>>

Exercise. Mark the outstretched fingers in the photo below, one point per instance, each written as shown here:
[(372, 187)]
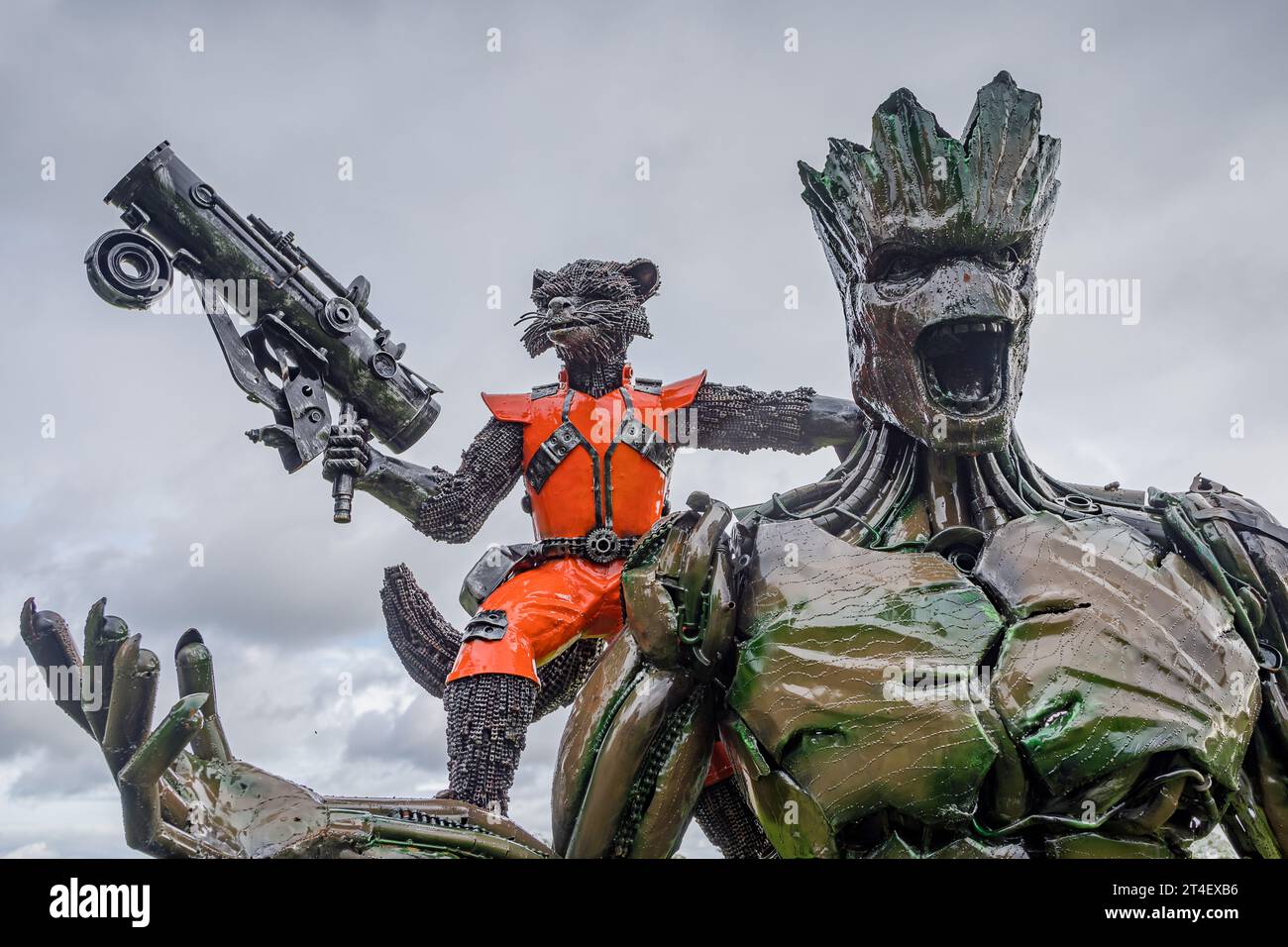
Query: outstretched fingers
[(54, 652), (104, 634), (196, 669), (134, 692), (138, 780)]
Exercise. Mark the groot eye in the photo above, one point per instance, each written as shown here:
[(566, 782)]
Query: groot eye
[(902, 264), (1005, 260)]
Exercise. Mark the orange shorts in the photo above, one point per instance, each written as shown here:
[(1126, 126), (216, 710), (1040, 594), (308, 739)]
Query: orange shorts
[(548, 607)]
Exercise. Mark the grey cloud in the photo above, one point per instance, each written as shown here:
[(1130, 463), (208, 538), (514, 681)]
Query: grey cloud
[(471, 170)]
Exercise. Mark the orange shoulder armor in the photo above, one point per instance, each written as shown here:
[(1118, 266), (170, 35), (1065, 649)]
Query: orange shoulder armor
[(682, 393), (509, 407)]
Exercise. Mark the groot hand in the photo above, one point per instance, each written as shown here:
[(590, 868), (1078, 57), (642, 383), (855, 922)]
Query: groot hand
[(201, 801)]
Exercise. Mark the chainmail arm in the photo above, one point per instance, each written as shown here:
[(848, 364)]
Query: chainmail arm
[(487, 728), (729, 823), (451, 506), (424, 641), (742, 419)]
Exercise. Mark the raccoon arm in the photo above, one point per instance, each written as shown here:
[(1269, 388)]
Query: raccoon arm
[(742, 419), (451, 506)]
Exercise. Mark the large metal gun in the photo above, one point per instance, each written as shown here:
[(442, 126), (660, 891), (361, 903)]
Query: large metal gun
[(305, 338)]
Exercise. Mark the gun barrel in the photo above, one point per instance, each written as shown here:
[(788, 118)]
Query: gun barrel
[(263, 275)]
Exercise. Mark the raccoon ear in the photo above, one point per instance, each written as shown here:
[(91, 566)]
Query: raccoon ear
[(643, 273)]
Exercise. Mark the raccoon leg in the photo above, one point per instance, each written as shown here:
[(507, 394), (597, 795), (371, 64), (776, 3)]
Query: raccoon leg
[(562, 677), (487, 728), (424, 641), (729, 823)]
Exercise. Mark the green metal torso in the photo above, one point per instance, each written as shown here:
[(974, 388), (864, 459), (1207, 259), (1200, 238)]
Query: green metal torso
[(890, 694)]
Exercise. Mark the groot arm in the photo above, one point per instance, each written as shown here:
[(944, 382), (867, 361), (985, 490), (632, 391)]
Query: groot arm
[(742, 419)]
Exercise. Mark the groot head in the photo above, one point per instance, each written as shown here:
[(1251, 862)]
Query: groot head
[(934, 243)]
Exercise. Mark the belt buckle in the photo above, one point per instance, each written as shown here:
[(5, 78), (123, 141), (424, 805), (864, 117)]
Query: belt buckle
[(603, 545)]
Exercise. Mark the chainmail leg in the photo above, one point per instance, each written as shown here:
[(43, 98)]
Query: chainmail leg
[(424, 641), (563, 677), (729, 823), (487, 728)]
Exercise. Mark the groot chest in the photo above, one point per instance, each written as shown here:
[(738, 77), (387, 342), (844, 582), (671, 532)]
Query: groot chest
[(879, 686)]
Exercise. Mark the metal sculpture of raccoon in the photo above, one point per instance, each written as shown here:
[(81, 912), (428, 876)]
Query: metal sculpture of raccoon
[(593, 449)]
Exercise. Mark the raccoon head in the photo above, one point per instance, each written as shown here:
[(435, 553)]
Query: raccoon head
[(589, 311)]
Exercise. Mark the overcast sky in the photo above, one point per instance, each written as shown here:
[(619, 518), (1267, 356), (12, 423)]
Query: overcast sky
[(473, 167)]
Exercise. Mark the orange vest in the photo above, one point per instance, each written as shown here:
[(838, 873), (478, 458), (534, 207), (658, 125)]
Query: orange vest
[(596, 462)]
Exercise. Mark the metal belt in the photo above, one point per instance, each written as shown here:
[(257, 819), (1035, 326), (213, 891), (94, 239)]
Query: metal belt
[(599, 545)]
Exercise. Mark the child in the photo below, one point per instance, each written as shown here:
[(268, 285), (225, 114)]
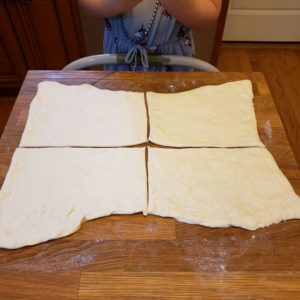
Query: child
[(139, 28)]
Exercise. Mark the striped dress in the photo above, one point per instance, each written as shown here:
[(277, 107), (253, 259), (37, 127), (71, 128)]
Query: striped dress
[(166, 36)]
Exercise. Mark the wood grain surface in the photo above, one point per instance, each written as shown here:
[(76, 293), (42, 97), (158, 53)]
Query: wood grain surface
[(133, 257)]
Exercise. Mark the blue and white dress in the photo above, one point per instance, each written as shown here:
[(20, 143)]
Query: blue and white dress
[(166, 36)]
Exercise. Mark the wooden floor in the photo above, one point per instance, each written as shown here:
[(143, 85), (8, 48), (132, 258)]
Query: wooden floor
[(6, 105), (280, 64)]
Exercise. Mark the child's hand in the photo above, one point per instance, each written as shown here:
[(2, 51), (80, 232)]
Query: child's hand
[(195, 14)]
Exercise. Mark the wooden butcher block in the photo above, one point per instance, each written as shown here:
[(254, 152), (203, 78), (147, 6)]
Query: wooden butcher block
[(137, 257)]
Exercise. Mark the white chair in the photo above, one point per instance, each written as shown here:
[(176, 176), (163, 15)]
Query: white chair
[(112, 59)]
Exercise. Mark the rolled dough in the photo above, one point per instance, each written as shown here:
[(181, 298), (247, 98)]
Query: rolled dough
[(209, 116), (85, 116), (220, 187), (48, 193)]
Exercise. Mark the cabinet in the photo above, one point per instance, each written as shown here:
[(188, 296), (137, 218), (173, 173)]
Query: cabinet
[(37, 34)]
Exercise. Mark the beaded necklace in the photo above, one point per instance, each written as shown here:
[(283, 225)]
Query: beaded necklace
[(140, 37)]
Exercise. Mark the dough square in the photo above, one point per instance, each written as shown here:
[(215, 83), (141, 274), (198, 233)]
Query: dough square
[(85, 116), (49, 192), (209, 116), (220, 187)]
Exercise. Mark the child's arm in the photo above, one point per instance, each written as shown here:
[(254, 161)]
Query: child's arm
[(109, 8), (195, 14)]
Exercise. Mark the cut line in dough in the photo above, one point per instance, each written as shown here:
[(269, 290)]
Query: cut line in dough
[(209, 116), (220, 187), (48, 193), (84, 116)]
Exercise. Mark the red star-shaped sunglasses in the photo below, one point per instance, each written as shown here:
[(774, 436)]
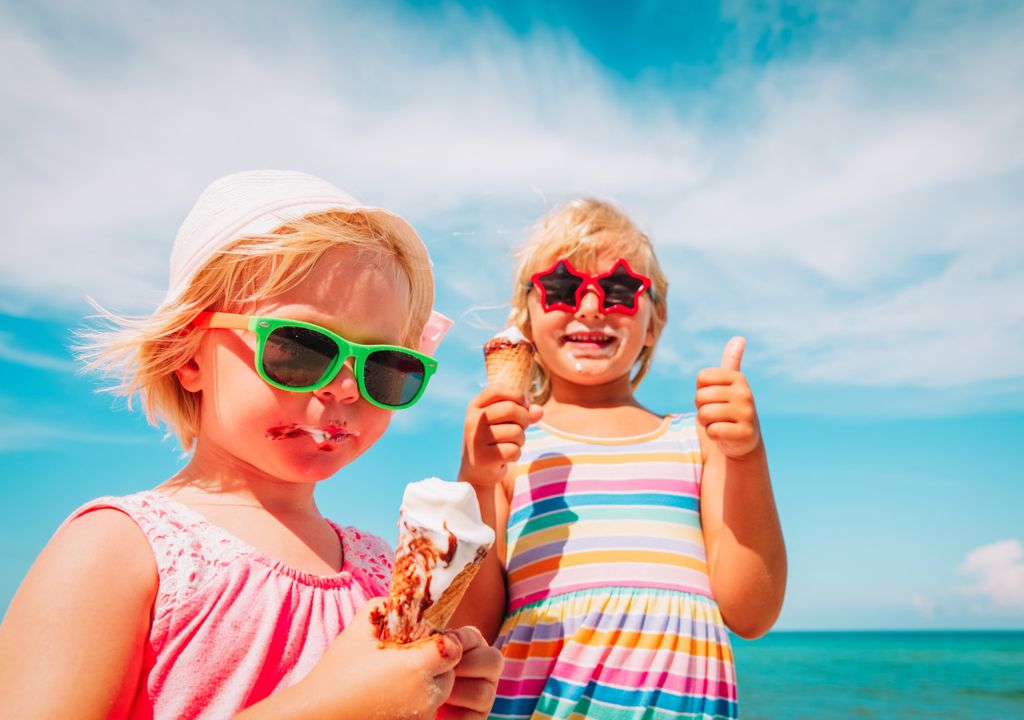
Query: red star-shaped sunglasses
[(619, 290)]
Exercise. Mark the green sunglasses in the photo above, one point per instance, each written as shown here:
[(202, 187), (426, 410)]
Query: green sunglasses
[(302, 356)]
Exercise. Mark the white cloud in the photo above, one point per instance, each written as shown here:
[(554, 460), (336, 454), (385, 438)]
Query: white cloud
[(858, 211), (11, 353), (19, 434), (997, 575)]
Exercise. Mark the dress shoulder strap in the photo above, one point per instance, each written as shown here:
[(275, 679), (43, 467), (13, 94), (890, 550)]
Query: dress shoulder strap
[(186, 548)]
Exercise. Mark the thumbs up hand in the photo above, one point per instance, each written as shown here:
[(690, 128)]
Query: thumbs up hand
[(725, 405)]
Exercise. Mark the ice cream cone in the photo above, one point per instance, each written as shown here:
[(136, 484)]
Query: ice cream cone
[(441, 543), (509, 360)]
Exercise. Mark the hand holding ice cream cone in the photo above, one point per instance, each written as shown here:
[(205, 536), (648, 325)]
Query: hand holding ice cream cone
[(497, 419)]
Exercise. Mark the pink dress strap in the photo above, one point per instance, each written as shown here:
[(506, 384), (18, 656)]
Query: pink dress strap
[(231, 625)]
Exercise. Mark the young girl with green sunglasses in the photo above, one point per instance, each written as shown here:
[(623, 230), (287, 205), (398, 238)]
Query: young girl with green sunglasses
[(297, 321)]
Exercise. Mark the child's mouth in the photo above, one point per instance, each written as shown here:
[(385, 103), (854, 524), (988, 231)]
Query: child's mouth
[(589, 340), (324, 435)]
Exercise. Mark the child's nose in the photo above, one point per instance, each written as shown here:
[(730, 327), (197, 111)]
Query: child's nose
[(590, 304), (343, 388)]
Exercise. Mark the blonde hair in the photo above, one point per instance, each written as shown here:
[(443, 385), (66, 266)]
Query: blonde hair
[(142, 353), (580, 230)]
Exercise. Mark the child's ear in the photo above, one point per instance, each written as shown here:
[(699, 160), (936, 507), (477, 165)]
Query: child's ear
[(189, 376)]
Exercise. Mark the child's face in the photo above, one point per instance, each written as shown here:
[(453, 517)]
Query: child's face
[(251, 426), (589, 346)]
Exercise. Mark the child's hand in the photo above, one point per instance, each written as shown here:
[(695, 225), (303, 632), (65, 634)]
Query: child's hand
[(475, 678), (359, 677), (494, 433), (725, 405)]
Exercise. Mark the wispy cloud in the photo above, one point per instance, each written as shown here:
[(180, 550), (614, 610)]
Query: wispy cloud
[(11, 353), (18, 434), (997, 575), (856, 212)]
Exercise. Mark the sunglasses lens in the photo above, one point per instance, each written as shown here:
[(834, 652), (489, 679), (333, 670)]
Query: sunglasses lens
[(297, 356), (559, 286), (621, 289), (392, 378)]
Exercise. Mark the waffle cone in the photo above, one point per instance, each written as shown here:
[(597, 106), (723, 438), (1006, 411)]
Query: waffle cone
[(509, 364), (436, 618)]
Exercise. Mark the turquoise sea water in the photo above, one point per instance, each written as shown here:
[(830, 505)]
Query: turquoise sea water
[(852, 675)]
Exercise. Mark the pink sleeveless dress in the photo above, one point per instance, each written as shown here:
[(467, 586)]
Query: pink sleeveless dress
[(230, 625)]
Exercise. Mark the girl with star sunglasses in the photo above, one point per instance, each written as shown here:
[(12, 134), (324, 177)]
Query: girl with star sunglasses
[(611, 515)]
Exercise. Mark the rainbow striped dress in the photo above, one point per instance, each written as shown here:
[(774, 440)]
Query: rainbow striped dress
[(610, 615)]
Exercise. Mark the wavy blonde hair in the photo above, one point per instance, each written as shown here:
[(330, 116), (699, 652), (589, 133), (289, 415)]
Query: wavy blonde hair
[(580, 230), (142, 353)]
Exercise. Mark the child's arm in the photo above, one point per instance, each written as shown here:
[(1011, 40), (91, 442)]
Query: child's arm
[(742, 535), (494, 433), (72, 642)]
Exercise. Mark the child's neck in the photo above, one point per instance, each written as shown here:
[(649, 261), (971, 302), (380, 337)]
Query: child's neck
[(598, 411)]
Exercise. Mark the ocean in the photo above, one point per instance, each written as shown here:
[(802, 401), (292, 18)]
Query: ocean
[(853, 675)]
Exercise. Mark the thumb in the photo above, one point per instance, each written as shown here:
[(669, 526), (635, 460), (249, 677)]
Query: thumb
[(733, 353)]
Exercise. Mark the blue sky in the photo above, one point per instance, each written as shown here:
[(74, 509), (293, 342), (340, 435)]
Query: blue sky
[(840, 182)]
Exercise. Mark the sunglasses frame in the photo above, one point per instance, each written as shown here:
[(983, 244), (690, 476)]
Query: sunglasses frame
[(592, 281), (263, 326)]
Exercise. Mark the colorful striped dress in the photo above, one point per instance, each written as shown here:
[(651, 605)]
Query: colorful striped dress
[(610, 615)]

<<

▶ What to do: What you give back should be exactly the lines of the data above from the line with "Query: thumbs up hand" through the line with "Exercise. Mark the hand", both of those included, and nothing more.

▶ Answer space:
Query: thumbs up hand
[(725, 405)]
Exercise. Mark the ice cream cone in the photo above, one point per instance, each written as shown here:
[(136, 484)]
Query: ice cream cone
[(441, 543), (509, 360)]
Exercise. Mark the hand holding ice cream cone in the photo above, one point per instance, each written as shown here:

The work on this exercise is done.